A Cristo, su Enviado, se le anuncia como el rey mesiánico pacífico (Zac 9,9),
«Príncipe de la paz» (Is 9,15), una paz que da a sus discípulos (Jn 14,27;
16,33; cf. Lc 2,14). La paz constituye, por último, un «fruto del Espíritu»
(Gal 5,22; Rom 14,17). Los «hijos de la paz» (cf. Lc 10,6) no podrán
dejar de ser, por consiguiente, «hijos de Dios».
La persecución «a
causa de la justicia» (Lc 6,22 precisa: «a causa del Hijo del hombre»)
no es otra cosa que el precio que hay que pagar por la coherencia y por el testimonio
evangélico. La invitación a alegrarse en medio de la tribulación y en medio de
las pruebas ha
sido ampliamente recibida en la experiencia apostólica (Hch 5,41;
2 Cor 1,5; 12,10; Sant 1,2-4; 1 Pe 1,6; 4,12-16, etc.). La participación en los
sufrimientos de Cristo, acogidos en beneficio de su Iglesia (Col 1,24), nos
asocia a la gloria de la resurrección (Flp 3,10ss).
MEDITATIO
El Verbo no nos habla ya a través de intermediarios, sino en
persona («abriendo su boca»), y con su enseñanza restituye el hombre a
sí mismo, lo hace más humano. La Ley nueva empieza sustituyendo el orgullo, triste
herencia del pecado original, por la humildad, que es «principio de la
bienaventuranza» (Glosa). Aquí reside la paradoja que atraviesa todo el
sermón del monte, verdadero código de liberación, rechazado por el «hombre
natural incapaz de percibir las cosas de Dios» (cf. 1 Cor 2,14). En efecto,
«la bienaventuranza empieza allí donde para los hombres comienza la desventura»

__MATERIAL MOSTRADO__.
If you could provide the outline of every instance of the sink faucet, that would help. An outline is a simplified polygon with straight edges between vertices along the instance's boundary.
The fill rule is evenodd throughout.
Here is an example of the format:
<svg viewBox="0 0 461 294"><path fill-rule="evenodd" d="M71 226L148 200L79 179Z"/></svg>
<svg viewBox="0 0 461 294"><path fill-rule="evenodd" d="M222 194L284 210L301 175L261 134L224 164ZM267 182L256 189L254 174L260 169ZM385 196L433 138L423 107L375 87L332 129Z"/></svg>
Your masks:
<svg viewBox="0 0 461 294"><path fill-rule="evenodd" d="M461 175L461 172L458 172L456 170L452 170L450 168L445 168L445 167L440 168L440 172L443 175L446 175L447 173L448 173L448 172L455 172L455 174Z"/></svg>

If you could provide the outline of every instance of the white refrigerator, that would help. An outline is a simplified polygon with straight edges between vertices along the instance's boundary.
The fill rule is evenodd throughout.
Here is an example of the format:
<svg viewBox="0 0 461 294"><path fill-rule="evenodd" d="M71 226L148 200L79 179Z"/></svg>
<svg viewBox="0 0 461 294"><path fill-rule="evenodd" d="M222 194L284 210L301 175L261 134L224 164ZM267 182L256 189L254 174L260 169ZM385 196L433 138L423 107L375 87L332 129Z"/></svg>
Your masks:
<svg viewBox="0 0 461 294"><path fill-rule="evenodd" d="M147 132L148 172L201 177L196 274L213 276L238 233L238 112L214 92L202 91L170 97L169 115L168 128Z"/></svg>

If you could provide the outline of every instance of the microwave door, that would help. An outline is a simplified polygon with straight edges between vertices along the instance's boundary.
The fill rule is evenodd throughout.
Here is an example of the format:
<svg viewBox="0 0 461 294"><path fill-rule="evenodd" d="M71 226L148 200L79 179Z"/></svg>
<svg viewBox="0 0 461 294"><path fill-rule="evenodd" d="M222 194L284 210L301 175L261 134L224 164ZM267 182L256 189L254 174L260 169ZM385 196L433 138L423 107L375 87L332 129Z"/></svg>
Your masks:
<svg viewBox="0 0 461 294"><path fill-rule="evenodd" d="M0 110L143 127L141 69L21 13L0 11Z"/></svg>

__PARTES DEL EJERCICIO__.
• 1. En el comentario sobre las bienaventuranzas, ¿qué título recibe Cristo con la cita de Is 9,15?
• 2. Transcribe del comentario sobre las bienaventuranzas el tramo que va desde "(Gal 5,22; Rom" hasta "resurrección (Flp 3,10ss).".
• 3. Prosigue el comentario sobre las bienaventuranzas a partir de su última frase.
Los ítems no hacen falta para resolver estas tareas.

__EN RESPUESTA__.
• 1. «Príncipe de la paz».

• 2.
(Gal 5,22; Rom 14,17). Los «hijos de la paz» (cf. Lc 10,6) no podrán
dejar de ser, por consiguiente, «hijos de Dios».
La persecución «a
causa de la justicia» (Lc 6,22 precisa: «a causa del Hijo del hombre»)
no es otra cosa que el precio que hay que pagar por la coherencia y por el testimonio
evangélico. La invitación a alegrarse en medio de la tribulación y en medio de
las pruebas ha
sido ampliamente recibida en la experiencia apostólica (Hch 5,41;
2 Cor 1,5; 12,10; Sant 1,2-4; 1 Pe 1,6; 4,12-16, etc.). La participación en los
sufrimientos de Cristo, acogidos en beneficio de su Iglesia (Col 1,24), nos
asocia a la gloria de la resurrección (Flp 3,10ss).

• 3.
(Ambrosio). Las bienaventuranzas evangélicas abarcan el obrar y el padecer del
creyente, que, por eso mismo, recibe el título real de «hijo de Dios».
Me planteo algunas
preguntas. ¿Me reconozco como un «mendigo» respecto al Señor? ¿Me considero
antes que nada a mí mismo «tierra prometida», de la que
debo «tomar posesión» a través de un camino de interioridad y de
dominio de mí mismo? Y con respecto a la humanidad, ¿«hago duelo» por los males
que la afligen? ¿Dejo aflorar esta triple actitud del espíritu que caracteriza
al pueblo de las bienaventuranzas...?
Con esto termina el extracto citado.